(Short exercise)
The records below are to be quoted in full; please keep every word exact.

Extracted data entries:
+ + + + + + +

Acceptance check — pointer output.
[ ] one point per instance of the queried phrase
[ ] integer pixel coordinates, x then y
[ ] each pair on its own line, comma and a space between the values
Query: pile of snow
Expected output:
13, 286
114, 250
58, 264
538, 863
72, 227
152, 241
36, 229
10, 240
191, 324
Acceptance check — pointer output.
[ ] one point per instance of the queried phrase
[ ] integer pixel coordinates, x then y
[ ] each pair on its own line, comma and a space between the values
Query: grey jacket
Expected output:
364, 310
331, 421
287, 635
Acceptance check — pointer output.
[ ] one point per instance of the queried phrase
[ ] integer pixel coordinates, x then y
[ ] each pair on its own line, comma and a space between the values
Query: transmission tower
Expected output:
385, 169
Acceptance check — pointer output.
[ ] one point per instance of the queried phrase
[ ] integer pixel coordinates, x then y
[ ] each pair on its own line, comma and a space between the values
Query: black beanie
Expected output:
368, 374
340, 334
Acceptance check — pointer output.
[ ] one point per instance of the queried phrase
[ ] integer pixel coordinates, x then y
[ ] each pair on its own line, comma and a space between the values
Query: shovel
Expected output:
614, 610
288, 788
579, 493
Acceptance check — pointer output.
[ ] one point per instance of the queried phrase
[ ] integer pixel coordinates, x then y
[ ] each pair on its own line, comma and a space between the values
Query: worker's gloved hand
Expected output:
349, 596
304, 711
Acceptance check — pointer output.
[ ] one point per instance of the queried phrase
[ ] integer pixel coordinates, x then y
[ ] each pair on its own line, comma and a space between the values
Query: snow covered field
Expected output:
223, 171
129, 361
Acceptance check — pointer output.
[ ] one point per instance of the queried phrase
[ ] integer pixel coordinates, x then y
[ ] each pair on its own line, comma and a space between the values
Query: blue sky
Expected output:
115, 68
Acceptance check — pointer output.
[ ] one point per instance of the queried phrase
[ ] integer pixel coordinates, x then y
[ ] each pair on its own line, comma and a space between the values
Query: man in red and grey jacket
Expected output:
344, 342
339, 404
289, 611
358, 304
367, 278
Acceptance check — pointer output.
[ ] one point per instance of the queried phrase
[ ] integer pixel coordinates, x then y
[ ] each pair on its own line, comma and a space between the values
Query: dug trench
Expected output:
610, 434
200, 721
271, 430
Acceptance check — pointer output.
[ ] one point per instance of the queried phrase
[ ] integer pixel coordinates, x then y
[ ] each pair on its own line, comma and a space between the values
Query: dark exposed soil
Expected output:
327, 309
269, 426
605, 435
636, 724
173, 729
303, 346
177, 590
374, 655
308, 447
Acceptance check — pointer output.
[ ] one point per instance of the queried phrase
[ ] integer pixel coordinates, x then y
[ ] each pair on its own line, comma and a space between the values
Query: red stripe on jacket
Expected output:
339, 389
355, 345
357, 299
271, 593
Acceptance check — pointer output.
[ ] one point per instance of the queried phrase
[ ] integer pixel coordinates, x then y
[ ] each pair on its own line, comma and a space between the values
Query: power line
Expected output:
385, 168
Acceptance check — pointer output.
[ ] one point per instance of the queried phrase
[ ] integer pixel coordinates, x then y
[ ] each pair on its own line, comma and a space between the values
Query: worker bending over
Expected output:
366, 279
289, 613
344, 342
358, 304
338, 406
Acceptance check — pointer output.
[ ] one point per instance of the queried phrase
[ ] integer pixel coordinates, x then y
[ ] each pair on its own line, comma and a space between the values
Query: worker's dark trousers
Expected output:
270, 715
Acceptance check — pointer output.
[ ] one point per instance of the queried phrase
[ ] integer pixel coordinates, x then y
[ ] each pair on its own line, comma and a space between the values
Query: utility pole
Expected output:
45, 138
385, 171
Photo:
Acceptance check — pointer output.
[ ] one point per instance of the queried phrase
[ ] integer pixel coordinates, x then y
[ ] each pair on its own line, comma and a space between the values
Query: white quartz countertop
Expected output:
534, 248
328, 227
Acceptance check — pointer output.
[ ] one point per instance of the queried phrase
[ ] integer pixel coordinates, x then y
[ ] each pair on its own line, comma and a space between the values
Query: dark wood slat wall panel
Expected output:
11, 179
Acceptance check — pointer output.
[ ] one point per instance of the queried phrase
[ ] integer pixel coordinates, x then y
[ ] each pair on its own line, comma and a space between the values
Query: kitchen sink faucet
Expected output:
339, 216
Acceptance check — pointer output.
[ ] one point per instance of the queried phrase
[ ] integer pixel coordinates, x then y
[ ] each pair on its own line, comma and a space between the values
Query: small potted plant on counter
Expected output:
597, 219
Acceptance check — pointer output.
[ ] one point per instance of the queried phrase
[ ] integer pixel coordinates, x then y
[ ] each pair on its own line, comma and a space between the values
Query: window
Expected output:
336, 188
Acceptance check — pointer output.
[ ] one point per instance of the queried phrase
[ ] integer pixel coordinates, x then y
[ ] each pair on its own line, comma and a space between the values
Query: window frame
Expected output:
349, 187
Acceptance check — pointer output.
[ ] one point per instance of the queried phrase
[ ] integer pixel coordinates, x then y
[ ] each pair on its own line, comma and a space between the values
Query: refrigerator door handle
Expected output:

+ + + + + + +

(Full output)
Acceptance check — pointer output.
[ ] one point per instance of the queried phrase
[ ] integer pixel coordinates, x then y
[ ] each pair on its own line, comma and a space between the values
Query: pile of snow
Expected output:
13, 286
114, 250
58, 264
538, 863
72, 227
152, 241
36, 229
10, 240
191, 324
Acceptance check — pointer output.
[ ] one point per instance of the queried phrase
[ ] integer pixel coordinates, x then y
[ ] each pair on its own line, comma and a space between the values
Query: grey jacket
Expected output:
364, 310
331, 421
287, 635
Acceptance check — pointer output.
[ ] one point per instance of the queried phrase
[ ] integer pixel coordinates, x then y
[ ] each pair on its own line, comma and a space between the values
Query: transmission tower
Expected output:
385, 169
Acceptance check — pointer output.
[ ] one point per instance of the queried phrase
[ ] integer pixel coordinates, x then y
[ ] each pair on its own line, comma and a space between the values
Query: black beanie
Expected output:
368, 374
340, 334
Acceptance check — pointer output.
[ ] one point per instance of the queried phrase
[ ] integer pixel coordinates, x then y
[ ] each pair on its own line, comma and a space between the values
Query: shovel
Expected output:
614, 610
288, 788
579, 493
Acceptance check — pointer output.
[ ] one point per instance of the queried phrase
[ ] integer pixel coordinates, x then y
[ ] each pair on its own line, comma and a space between the values
Query: worker's gloved hand
Expected output:
349, 596
304, 711
Acceptance check — pointer output.
[ ] one point per instance of the queried phrase
[ ] integer pixel coordinates, x then y
[ ] each pair on its own line, comma and a space between the values
Query: snow covered field
Expected output:
223, 171
129, 361
Acceptance check — pointer output.
[ ] one point per instance of the queried phrase
[ ] integer pixel coordinates, x then y
[ ] each pair on its own line, comma and a space between the values
Query: blue sky
Expected output:
115, 68
Acceptance check — pointer output.
[ ] one point per instance of the queried phrase
[ ] integer pixel coordinates, x then y
[ ] each pair on its own line, comma and a space between the values
Query: man in red and grey jacket
Expected output:
344, 342
339, 404
289, 611
358, 304
367, 278
Acceptance check — pointer output.
[ ] one point per instance of the queried phrase
[ ] integer pixel coordinates, x then y
[ ] each pair on its own line, comma and a space between the values
Query: dug trench
Expected output:
610, 434
200, 721
271, 430
Acceptance check — pointer output.
[ ] one point per instance of the queried phrase
[ ] integer pixel coordinates, x then y
[ ] each pair on its own line, comma and a space between the values
Query: dark exposed soil
Expected output:
327, 309
269, 426
605, 435
636, 724
173, 729
303, 346
177, 590
374, 655
308, 447
Acceptance check — pointer output.
[ ] one point per instance of the queried phrase
[ ] integer pixel coordinates, x then y
[ ] each pair on its own line, comma and a space between the values
Query: red stripe on jacket
Expected output:
339, 389
355, 345
357, 299
271, 593
Acceptance check — pointer output.
[ ] one point per instance of the queried phrase
[ ] integer pixel coordinates, x then y
[ ] each pair on its own line, comma and a space between the values
Query: power line
Expected output:
385, 168
Acceptance check — pointer output.
[ ] one point per instance of the queried phrase
[ ] integer pixel coordinates, x then y
[ ] each pair on its own line, comma and a space between the values
Query: worker bending over
Expected output:
366, 279
289, 613
344, 342
358, 304
338, 406
Acceptance check — pointer output.
[ ] one point per instance of the queried phrase
[ ] integer pixel coordinates, x then y
[ ] each pair on its own line, comma and a space between the values
Query: worker's dark trousers
Expected output:
270, 715
Acceptance check — pointer output.
[ ] one point per instance of the queried phrase
[ ] integer pixel coordinates, x then y
[ ] each pair on its own line, comma and a space between the values
Query: utility pole
Expected output:
45, 138
385, 171
Photo:
Acceptance check — pointer output.
[ ] one point per instance of the queried phrase
[ ] integer pixel coordinates, x then y
[ ] each pair on its own line, comma and a space between the values
Query: white quartz countertop
Expected output:
534, 248
328, 227
Acceptance check — pointer output.
[ ] one point per instance of the queried phrase
[ ] integer pixel coordinates, x then y
[ ] each pair on its own line, comma and a space between the values
Query: dark wood slat wall panel
Expected output:
11, 179
Acceptance check — pointer output.
[ ] one point per instance of the queried phrase
[ ] integer pixel coordinates, x then y
[ ] each pair on its own line, comma and a space between the values
Query: kitchen sink faucet
Expected output:
339, 216
Acceptance check — pointer output.
[ ] one point per instance of the queried phrase
[ ] integer pixel coordinates, x then y
[ ] each pair on its own line, comma and a space between the values
Query: small potted plant on counter
Expected output:
597, 219
Acceptance check — pointer output.
[ ] one point per instance of the queried phrase
[ ] integer pixel coordinates, x then y
[ ] each pair on its own line, comma and a space between the values
Query: window
Expected output:
336, 188
Acceptance check — pointer output.
[ ] one point per instance of the queried phrase
[ ] integer pixel coordinates, x then y
[ ] each pair on its own line, comma and a space between the values
Query: window frame
Expected output:
349, 187
Acceptance check — pointer output.
[ ] one point per instance of the queried phrase
[ ] integer pixel coordinates, x then y
[ ] each pair on its own line, comma and a space between the values
Query: refrigerator door handle
Expected output:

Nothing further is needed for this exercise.